WRITTEN EXERCISE: Copy the records below exactly, leaving out every picture.

LISTED ENTRIES:
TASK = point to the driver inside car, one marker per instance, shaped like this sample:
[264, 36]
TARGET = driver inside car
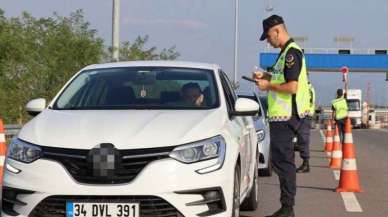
[192, 94]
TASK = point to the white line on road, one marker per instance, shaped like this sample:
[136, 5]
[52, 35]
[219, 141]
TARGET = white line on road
[336, 174]
[349, 198]
[351, 202]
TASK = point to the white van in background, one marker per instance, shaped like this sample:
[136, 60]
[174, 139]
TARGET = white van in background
[354, 100]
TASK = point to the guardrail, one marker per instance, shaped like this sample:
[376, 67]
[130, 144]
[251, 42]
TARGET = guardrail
[12, 130]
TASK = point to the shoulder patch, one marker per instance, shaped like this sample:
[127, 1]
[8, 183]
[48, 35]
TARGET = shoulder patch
[290, 60]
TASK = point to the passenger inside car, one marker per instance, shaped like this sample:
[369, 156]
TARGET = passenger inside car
[192, 94]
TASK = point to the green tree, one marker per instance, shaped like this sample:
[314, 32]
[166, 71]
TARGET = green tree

WORKED SOLUTION:
TASK = point to the driver inside car, one marker per instance, shaped like this sample:
[264, 36]
TARGET = driver inside car
[192, 94]
TASK = point to the white line on road, one marker per instance, shaped like this sample:
[136, 5]
[52, 35]
[219, 141]
TARGET = white line on road
[336, 174]
[349, 198]
[351, 202]
TASK = point to the white van in background, one marker per instance, shaped like this sample:
[136, 60]
[174, 139]
TARGET = white van in background
[354, 100]
TASK = point to the guardrail, one marker per instance, shaped like this sample:
[376, 67]
[130, 144]
[251, 42]
TARGET = guardrail
[12, 130]
TASK = point to the shoulder patch, one marker per instance, shaped like this sample:
[127, 1]
[8, 183]
[48, 35]
TARGET = shoulder patch
[290, 60]
TASK = point to the passenger inside car, one marker per instance, shaped like this sample:
[369, 156]
TARGET = passenger inside car
[192, 94]
TASK = point to the green tree, one marker per instance, shaped like this sample:
[314, 32]
[166, 71]
TARGET = green tree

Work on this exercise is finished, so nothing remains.